小寄道

日々生あるもの、魂が孕むものにまなざしをそそぐ。凡愚なれど、ここに一服の憩をとどけんかなと想う。

底のしれない日本国憲法

2015年06月23日 | 国際・政治

老後の自問自答①    

日本国憲法の真の制定者とはだれか。

 これが最初の、わたしの自問である。その答えは、「わたしたち国民である」。現状では、これに尽きると考える。

この一文を書くにいたるまで確認せねばならぬこと多々あった。おりしも集団的自衛権が合憲か違憲かが、当事者ともいうべき憲法学者らの発言もあって、憲法解釈について様々なメディアが連日のように扱っている。(別記参照

かくも日本国憲法は未完成というか、恣意的に解釈できるものであるのか。いや憲法は国の法制度の根幹であり、法解釈の積み重ねによって充てんされ、より豊かで懐のふかい憲法になるのだとされる。

□ □ □ □ □

引用文では、日本国憲法の真の制定者はだれだと答えているか。

## 提供データ

□ □ □ □ □

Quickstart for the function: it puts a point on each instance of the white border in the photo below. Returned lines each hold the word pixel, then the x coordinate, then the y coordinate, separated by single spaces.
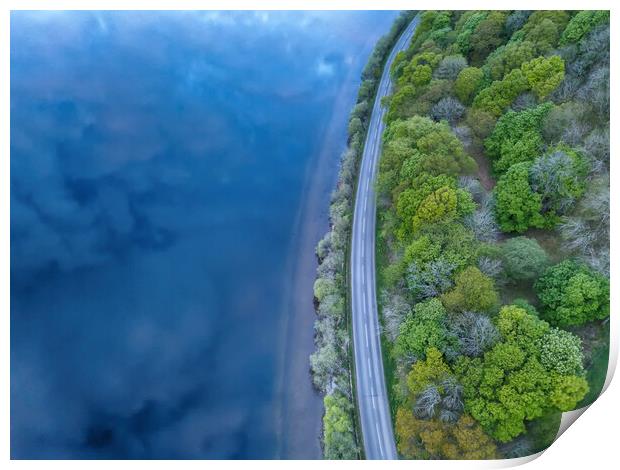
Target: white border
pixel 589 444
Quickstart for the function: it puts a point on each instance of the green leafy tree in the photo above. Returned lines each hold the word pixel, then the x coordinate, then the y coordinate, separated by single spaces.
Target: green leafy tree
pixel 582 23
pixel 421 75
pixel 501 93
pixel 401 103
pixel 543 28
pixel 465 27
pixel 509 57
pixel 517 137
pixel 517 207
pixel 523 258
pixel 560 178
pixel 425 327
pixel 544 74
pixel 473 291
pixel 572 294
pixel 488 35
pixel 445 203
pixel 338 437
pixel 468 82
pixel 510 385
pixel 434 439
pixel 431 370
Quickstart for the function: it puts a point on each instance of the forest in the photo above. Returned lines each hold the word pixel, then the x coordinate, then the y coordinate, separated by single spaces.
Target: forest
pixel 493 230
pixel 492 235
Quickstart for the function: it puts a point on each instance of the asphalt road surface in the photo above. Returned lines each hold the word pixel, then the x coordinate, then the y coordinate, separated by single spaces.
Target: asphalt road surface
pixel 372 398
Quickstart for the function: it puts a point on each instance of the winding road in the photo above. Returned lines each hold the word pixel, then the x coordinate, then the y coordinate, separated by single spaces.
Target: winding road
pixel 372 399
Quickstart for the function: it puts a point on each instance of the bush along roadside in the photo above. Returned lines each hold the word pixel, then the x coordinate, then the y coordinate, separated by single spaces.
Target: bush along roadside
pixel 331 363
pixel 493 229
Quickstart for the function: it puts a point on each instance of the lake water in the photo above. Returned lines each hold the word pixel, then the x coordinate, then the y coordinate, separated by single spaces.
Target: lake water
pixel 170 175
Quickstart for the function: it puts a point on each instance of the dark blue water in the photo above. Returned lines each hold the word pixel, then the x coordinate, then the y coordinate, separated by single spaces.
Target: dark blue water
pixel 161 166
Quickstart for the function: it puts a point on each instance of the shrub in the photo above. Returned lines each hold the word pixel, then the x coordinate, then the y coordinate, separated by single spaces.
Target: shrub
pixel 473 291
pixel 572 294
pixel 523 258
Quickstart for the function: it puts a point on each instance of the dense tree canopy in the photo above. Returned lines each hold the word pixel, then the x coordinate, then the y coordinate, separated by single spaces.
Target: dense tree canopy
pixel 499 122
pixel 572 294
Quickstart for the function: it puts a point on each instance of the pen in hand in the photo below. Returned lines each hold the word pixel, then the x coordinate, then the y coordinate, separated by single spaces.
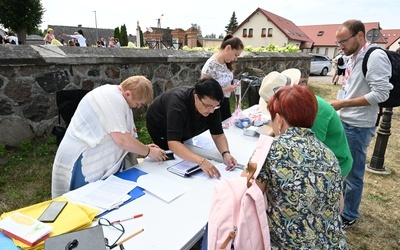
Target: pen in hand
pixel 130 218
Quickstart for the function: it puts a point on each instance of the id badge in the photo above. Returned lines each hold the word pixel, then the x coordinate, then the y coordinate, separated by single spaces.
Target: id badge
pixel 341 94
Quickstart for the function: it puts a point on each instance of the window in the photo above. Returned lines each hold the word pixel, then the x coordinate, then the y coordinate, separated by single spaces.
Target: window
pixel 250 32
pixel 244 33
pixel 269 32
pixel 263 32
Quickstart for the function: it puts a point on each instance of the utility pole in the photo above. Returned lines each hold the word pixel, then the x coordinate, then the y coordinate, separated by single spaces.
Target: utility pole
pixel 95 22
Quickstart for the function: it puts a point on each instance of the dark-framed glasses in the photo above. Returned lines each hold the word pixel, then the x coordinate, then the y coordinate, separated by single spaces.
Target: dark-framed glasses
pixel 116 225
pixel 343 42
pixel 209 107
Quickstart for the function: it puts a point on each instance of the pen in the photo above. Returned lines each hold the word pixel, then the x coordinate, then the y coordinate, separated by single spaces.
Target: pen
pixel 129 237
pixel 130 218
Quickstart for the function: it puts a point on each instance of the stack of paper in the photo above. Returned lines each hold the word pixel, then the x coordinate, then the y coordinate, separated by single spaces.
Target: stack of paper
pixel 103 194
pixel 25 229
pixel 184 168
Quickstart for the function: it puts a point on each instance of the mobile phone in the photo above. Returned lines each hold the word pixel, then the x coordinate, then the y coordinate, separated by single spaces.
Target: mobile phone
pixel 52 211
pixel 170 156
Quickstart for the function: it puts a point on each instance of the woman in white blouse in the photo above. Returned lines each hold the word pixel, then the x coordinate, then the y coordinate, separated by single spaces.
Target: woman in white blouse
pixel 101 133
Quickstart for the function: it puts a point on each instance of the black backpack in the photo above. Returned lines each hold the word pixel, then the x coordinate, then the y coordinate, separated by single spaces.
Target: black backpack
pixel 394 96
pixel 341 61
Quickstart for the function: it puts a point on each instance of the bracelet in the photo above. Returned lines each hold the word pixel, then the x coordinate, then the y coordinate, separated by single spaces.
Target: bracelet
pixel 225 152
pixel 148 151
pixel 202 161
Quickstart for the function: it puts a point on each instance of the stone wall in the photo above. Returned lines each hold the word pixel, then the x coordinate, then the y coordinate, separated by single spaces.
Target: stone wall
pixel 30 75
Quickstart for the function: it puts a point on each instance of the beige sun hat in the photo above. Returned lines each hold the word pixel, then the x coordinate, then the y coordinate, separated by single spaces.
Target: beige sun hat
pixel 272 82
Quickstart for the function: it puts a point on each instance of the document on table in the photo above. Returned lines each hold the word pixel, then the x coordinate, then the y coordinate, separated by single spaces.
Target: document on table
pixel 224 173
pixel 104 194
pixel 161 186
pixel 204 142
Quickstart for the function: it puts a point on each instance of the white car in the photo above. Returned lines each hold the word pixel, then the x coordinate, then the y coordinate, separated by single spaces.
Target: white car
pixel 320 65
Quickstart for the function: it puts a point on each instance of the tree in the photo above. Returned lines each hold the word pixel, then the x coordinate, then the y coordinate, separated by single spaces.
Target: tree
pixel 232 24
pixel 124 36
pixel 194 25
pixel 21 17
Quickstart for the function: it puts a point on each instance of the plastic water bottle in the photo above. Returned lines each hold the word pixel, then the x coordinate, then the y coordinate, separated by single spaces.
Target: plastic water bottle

□ □ □ □ □

## 解答
わたしたち国民である。